## DATASET CONTENT
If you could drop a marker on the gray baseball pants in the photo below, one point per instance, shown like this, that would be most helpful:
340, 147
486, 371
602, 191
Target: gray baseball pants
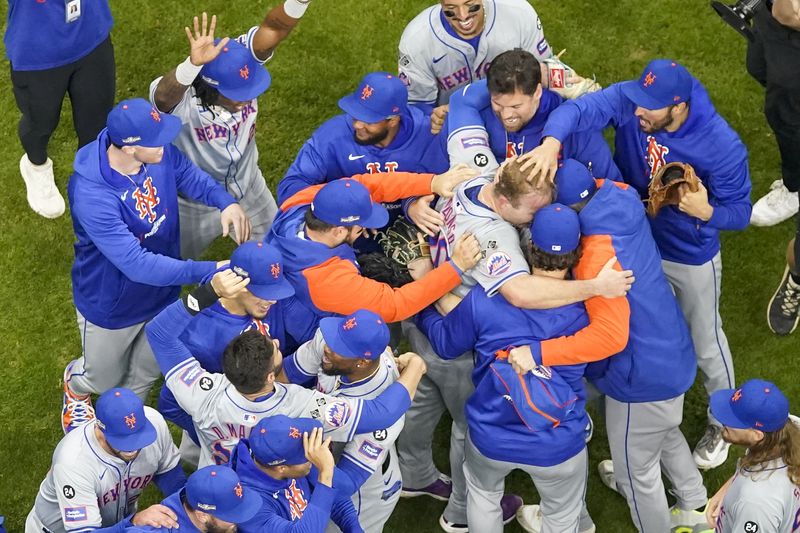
200, 224
446, 385
644, 438
698, 289
113, 358
561, 489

## INSTRUCTIONS FOR THE TASK
Recast the listing above as a Markdown table with the columns Row and Line, numbering each line in order and skipping blank lines. Leave the pictures out.

## ANSWER TO THIS TASK
| Row | Line |
|---|---|
| 1 | If you could drop a marker on the gray baseball pants in the photo below, one point per instance, shown like this, that would be most helpful: |
| 2 | 340, 147 |
| 3 | 486, 371 |
| 4 | 602, 191 |
| 5 | Target: gray baseball pants |
| 6 | 200, 224 |
| 7 | 446, 385 |
| 8 | 644, 438 |
| 9 | 698, 289 |
| 10 | 113, 358 |
| 11 | 561, 489 |